LISTED ENTRIES =>
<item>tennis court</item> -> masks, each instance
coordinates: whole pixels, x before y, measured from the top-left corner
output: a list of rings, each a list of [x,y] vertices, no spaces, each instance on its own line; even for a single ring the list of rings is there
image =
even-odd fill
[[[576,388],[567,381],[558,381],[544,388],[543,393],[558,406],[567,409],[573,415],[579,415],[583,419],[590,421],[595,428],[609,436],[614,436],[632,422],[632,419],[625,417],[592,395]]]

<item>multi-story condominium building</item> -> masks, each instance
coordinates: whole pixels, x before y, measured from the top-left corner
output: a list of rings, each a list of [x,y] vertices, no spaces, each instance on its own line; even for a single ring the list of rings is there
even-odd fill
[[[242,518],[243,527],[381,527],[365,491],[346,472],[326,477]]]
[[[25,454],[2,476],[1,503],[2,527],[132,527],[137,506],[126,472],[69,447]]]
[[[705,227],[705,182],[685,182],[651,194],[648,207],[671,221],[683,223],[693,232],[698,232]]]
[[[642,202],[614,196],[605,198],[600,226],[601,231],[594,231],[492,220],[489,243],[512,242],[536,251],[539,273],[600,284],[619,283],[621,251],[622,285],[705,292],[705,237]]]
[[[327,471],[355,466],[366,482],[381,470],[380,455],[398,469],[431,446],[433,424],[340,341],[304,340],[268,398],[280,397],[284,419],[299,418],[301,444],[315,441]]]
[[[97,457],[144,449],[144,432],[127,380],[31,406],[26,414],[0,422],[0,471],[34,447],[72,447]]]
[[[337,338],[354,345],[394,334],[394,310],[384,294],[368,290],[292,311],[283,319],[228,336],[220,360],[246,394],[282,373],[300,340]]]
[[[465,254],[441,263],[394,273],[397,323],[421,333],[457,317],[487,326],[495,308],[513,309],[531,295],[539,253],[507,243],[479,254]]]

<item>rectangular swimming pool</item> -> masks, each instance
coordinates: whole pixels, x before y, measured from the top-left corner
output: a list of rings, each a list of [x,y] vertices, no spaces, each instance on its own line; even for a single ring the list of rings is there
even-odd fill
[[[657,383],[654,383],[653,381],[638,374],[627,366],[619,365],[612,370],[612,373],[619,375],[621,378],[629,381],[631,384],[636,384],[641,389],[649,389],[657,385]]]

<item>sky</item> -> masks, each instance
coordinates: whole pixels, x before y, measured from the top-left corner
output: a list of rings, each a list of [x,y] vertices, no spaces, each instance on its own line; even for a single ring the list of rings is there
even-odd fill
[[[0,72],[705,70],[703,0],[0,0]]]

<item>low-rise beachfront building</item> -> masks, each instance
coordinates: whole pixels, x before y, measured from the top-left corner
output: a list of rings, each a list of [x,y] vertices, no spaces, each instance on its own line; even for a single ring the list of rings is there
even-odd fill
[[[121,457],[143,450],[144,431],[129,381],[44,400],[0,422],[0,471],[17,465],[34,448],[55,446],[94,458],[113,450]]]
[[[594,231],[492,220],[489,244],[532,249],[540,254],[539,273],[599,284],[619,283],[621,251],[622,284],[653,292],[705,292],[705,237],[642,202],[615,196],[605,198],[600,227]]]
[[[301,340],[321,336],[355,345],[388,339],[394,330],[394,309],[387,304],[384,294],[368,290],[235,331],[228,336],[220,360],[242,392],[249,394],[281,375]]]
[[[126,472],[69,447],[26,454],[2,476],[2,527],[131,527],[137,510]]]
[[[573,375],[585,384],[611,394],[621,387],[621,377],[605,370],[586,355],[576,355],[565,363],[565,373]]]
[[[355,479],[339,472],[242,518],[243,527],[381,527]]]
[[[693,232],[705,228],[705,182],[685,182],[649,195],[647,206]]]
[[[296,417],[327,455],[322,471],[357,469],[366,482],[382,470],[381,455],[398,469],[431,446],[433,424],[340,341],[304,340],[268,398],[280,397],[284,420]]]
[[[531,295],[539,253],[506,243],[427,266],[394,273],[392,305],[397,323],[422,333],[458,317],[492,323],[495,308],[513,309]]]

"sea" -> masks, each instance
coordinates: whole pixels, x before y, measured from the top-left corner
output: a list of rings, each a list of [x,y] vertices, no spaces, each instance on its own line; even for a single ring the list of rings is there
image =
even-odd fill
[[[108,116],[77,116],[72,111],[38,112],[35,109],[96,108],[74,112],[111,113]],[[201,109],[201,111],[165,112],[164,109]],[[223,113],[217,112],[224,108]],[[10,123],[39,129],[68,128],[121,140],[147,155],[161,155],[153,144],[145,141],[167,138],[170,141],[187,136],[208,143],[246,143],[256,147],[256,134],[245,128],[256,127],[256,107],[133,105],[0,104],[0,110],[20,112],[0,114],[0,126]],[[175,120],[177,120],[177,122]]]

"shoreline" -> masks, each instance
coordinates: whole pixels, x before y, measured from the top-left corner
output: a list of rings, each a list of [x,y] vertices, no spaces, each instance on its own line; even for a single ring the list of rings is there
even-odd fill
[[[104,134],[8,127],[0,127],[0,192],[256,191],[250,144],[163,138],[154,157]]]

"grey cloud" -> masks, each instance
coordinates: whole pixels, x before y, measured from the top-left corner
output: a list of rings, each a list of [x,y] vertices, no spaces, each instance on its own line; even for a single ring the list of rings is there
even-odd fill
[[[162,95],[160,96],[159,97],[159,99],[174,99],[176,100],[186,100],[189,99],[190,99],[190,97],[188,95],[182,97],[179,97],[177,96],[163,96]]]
* * *
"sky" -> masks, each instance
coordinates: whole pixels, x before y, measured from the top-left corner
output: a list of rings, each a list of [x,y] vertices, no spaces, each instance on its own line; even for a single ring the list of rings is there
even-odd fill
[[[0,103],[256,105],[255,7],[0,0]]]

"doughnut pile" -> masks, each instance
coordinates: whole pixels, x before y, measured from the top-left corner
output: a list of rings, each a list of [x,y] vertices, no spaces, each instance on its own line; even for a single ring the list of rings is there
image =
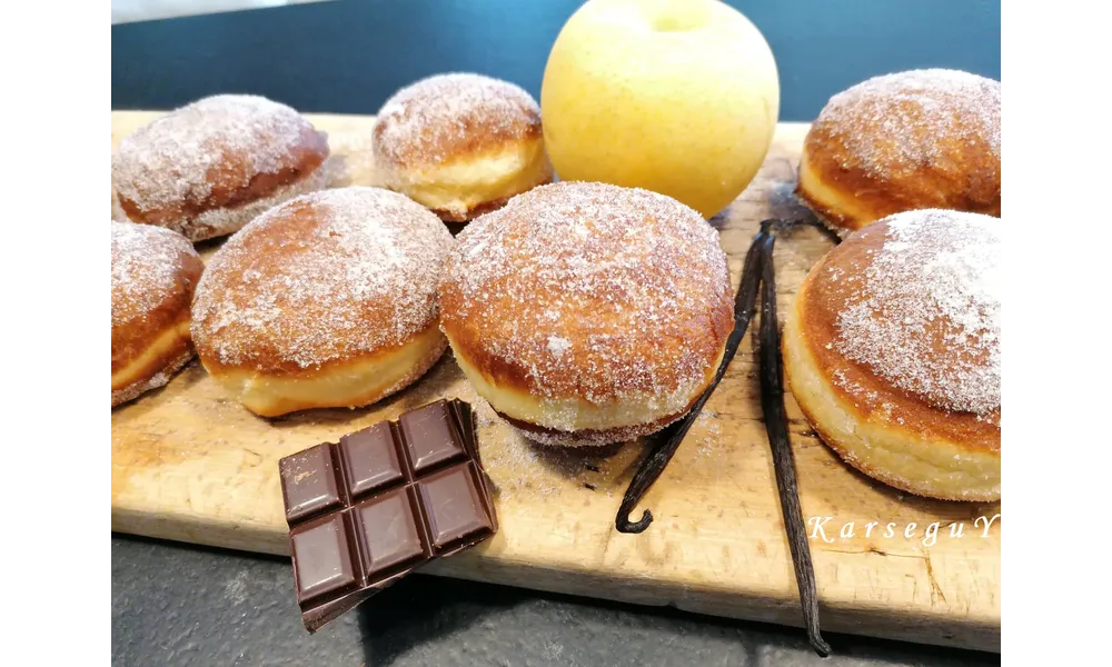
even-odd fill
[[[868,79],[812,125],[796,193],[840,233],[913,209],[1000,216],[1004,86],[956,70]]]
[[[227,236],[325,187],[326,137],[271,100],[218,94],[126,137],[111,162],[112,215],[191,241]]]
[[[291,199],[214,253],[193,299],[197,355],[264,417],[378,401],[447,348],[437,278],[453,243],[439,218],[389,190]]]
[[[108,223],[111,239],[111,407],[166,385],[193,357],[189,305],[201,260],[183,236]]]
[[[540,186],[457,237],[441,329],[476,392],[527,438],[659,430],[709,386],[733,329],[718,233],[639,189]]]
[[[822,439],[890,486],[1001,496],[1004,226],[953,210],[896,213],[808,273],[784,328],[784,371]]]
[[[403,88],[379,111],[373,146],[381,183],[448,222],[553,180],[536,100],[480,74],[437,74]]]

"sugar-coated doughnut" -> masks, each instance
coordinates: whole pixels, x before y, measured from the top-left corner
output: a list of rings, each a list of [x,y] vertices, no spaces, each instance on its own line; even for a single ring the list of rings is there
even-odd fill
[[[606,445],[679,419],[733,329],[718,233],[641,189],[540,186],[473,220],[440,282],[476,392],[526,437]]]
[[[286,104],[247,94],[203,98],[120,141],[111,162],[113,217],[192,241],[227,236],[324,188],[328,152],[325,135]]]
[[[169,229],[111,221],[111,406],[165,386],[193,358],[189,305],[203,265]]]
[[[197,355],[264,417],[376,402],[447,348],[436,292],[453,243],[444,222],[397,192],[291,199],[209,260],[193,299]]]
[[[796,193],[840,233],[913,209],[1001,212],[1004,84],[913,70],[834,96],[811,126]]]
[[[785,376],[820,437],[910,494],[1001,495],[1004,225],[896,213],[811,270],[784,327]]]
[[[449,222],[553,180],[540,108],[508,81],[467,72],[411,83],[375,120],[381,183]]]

GIVEN PROBLEM => Reproduce everything from the line containing "<item>sky</item> -> masks, each instance" down to the line containing "[[[0,72],[705,70],[703,0],[0,0]]]", switching "top-left corner" to "upper-left corner" and leaving all else unchanged. Give only those lines.

COMPLETED TASK =>
<item>sky</item> -> masks, each instance
coordinates: whole pixels, x before y, measured from the upper-left corner
output: a list of rings, each a list of [x,y] vertices, no spaces, each instance on its own line; even for a single ring the list of rings is there
even-odd fill
[[[0,72],[705,70],[703,0],[0,0]]]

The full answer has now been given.